-- Record extracts --
—————

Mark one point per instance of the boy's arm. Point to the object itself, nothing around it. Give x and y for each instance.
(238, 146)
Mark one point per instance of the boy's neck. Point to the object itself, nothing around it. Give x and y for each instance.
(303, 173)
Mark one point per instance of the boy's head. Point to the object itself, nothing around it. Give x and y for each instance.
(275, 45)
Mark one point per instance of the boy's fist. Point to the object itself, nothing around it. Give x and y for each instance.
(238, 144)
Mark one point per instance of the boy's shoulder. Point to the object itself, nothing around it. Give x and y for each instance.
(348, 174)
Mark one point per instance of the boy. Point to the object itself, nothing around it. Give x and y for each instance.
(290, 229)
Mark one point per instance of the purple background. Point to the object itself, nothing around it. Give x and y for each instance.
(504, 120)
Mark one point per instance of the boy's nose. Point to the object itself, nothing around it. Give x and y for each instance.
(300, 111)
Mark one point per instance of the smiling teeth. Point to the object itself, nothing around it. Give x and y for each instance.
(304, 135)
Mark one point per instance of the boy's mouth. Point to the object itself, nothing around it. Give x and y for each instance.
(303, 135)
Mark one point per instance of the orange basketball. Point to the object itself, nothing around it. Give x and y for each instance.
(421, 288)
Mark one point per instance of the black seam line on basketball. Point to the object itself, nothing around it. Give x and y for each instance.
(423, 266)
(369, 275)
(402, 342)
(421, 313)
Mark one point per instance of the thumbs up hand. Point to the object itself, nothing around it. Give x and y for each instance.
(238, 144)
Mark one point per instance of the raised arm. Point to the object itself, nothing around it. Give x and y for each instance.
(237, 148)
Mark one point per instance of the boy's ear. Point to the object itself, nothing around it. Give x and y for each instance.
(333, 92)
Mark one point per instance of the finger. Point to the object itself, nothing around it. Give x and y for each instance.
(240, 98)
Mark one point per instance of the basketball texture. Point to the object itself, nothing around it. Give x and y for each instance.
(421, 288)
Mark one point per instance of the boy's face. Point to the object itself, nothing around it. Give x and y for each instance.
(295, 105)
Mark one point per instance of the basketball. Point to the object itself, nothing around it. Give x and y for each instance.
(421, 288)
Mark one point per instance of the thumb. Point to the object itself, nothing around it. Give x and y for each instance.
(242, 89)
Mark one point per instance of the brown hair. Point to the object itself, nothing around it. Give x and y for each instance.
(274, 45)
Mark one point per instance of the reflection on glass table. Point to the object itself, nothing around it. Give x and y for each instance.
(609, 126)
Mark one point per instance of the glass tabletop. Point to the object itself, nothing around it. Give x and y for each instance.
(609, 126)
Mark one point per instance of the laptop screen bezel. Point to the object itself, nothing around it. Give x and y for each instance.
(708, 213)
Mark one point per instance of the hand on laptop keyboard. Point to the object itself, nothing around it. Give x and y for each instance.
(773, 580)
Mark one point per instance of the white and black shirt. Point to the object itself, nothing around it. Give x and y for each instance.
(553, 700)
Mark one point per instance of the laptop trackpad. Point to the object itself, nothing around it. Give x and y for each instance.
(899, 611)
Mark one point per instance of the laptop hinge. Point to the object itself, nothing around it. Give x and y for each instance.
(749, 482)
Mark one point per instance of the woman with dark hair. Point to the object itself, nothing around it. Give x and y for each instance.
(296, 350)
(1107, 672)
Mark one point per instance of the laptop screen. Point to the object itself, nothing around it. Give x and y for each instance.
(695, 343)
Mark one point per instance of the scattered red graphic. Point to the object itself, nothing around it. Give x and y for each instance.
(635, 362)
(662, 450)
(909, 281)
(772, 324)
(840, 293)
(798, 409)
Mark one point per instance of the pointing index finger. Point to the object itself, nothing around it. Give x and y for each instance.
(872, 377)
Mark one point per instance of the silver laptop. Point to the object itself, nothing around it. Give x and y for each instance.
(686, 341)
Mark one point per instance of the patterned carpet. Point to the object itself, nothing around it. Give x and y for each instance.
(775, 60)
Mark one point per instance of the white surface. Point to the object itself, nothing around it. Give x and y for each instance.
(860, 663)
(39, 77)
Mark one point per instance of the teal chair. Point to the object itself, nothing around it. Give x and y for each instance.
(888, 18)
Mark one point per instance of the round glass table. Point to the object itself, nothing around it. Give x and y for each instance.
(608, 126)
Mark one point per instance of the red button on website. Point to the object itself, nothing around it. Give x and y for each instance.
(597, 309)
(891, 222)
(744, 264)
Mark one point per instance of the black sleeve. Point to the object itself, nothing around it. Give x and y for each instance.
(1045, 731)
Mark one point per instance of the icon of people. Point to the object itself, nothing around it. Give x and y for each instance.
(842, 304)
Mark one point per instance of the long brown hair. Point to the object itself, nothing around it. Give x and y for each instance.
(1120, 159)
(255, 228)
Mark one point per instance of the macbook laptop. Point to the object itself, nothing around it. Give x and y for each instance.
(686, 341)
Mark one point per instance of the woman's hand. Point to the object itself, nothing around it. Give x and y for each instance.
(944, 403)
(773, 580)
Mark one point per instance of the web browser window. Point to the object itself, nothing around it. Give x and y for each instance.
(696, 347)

—————

-- Task prompt --
Render the portion of the material beginning with the line containing "Mark one point per instance of the woman's" and continuing through the end of the material as a JSON list of strings, one string per line, omitting any blank lines.

-- Exercise response --
[
  "Mark one point per instance of the woman's hand. Point to the object itself, nothing around it. Give x and y for each instance.",
  "(944, 403)",
  "(773, 580)",
  "Mark one point per instance of the web browser window. Point to the object itself, nothing around it. Give x and y for each instance.",
  "(696, 347)"
]